_SHORT PROBLEM_
Render every line of the records below as a JSON array of strings, one string per line, omitting any blank lines.

_EXTRACTED RECORDS_
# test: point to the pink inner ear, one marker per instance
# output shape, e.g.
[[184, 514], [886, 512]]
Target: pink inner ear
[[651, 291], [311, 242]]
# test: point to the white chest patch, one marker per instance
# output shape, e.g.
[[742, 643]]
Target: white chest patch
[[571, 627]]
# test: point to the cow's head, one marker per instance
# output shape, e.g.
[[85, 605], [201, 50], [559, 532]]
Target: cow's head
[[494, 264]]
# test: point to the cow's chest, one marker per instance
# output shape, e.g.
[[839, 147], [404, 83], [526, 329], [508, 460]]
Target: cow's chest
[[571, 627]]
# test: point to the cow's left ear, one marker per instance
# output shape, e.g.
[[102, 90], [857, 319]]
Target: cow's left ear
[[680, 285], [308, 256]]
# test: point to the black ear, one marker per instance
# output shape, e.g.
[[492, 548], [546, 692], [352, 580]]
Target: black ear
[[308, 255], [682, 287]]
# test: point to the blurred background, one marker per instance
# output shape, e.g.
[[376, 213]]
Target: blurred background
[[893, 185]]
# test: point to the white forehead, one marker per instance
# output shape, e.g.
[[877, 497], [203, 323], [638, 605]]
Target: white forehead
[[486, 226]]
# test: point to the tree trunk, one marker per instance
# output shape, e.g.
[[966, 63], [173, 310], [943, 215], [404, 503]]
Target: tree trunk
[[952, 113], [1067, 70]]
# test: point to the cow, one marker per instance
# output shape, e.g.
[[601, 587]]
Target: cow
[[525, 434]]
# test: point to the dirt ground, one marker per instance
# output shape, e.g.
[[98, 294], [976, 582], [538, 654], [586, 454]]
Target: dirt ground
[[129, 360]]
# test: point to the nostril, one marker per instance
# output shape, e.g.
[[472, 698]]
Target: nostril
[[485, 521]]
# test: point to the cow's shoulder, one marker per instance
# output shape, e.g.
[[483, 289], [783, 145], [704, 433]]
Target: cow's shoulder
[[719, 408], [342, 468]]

_SOLUTION TO THE EXERCISE_
[
  "# test: point to the pink inner ear, one marker per instance",
  "# output shape, e.g.",
  "[[184, 514], [886, 512]]",
  "Target: pink inner ear",
  "[[651, 291], [311, 242]]",
  "# test: point to the white chest patch, one marker per instance",
  "# output shape, e.g.",
  "[[742, 643]]",
  "Target: white chest patch",
  "[[571, 627]]",
  "# test: point to the cow's head, one marker per instance",
  "# output shape, e.g.",
  "[[85, 605], [201, 50], [559, 532]]",
  "Target: cow's head",
  "[[494, 264]]",
  "# test: point to the cow's chest, one marker per instance",
  "# output shape, e.g.",
  "[[839, 147], [404, 83], [526, 329], [508, 460]]",
  "Target: cow's chest",
  "[[571, 627]]",
  "# test: point to the cow's left ear, one marker per instance",
  "# output shape, e.g.",
  "[[102, 90], [857, 319]]",
  "Target: cow's left ear",
  "[[680, 285], [308, 256]]",
  "# test: point to the black ear, one marker per instance",
  "# output shape, e.g.",
  "[[492, 548], [546, 692], [352, 580]]",
  "Target: black ear",
  "[[308, 255], [682, 287]]",
  "# test: point to the blurred background, one marker per instance",
  "# output shape, e.g.",
  "[[376, 213]]",
  "Target: blurred background",
  "[[893, 185]]",
  "# test: point to the white forehead, one marker per instance",
  "# output shape, e.g.",
  "[[877, 497], [203, 323], [638, 605]]",
  "Target: white forehead",
  "[[486, 226]]",
  "# test: point to the tree trunk, one marker per instance",
  "# output shape, e.g.",
  "[[966, 63], [173, 310], [943, 215], [404, 503]]",
  "Target: tree trunk",
  "[[952, 113], [1067, 70]]",
  "# test: point to the cow, one marker per instance",
  "# output shape, e.g.",
  "[[601, 587]]",
  "Target: cow",
  "[[525, 434]]",
  "# test: point to the dirt ground, one marker per instance",
  "# output shape, e.g.",
  "[[98, 294], [976, 582], [538, 654], [586, 454]]",
  "Target: dirt ground",
  "[[129, 360]]",
  "# test: point to the nostril, one marker per instance",
  "# output shape, e.g.",
  "[[472, 698]]",
  "Target: nostril",
  "[[485, 521]]",
  "# test: point to the cow's shoulder, one marker per instance",
  "# output shape, e.g.",
  "[[483, 289], [783, 145], [704, 433]]",
  "Target: cow's shoulder",
  "[[719, 408], [342, 468]]"
]